(Entries drawn from a collection)

** START **

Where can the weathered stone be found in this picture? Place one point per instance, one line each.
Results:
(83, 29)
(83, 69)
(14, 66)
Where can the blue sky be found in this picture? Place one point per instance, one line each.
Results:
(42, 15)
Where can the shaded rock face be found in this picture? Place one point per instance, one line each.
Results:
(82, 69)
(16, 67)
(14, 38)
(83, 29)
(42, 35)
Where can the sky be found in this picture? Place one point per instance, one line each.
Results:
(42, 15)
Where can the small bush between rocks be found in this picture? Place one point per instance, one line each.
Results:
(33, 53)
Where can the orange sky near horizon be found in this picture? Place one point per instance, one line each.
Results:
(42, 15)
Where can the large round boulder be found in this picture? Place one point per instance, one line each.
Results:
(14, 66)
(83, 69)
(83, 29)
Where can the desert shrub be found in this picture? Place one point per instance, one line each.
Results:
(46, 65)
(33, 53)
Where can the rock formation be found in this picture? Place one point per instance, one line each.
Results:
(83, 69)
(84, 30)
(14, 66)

** END **

[AIM OF THE TASK]
Reproduce every line of the records above, word for word and without any changes.

[RESULT BELOW]
Where can the weathered stone be found in this picture? Place one point per instance, one line each.
Results:
(83, 29)
(83, 69)
(14, 66)
Where can the blue sky be found in this picture? Place one point per instance, one line each.
Results:
(42, 15)
Where can the shaded rock face be found in this picture? Place one point per instance, one line each.
Results:
(82, 69)
(16, 67)
(14, 38)
(83, 29)
(42, 35)
Where can the sky be found in this picture? Place one point per instance, one line each.
Results:
(42, 15)
Where can the small bush between rocks be found in this picture? Place one point per instance, one line each.
Results:
(33, 53)
Where can the orange sky near horizon be found in this picture? Place one point per instance, one line each.
Results:
(42, 15)
Where can the large round boulder be found in this picture? Place one point per instance, one line each.
Results:
(14, 66)
(83, 69)
(83, 29)
Where can the desert shrub be found in this picture? Place one point per instance, one line each.
Results:
(46, 65)
(33, 53)
Where can the rock formation be found in this picture? Place one point per instance, one line each.
Results:
(83, 69)
(84, 30)
(14, 66)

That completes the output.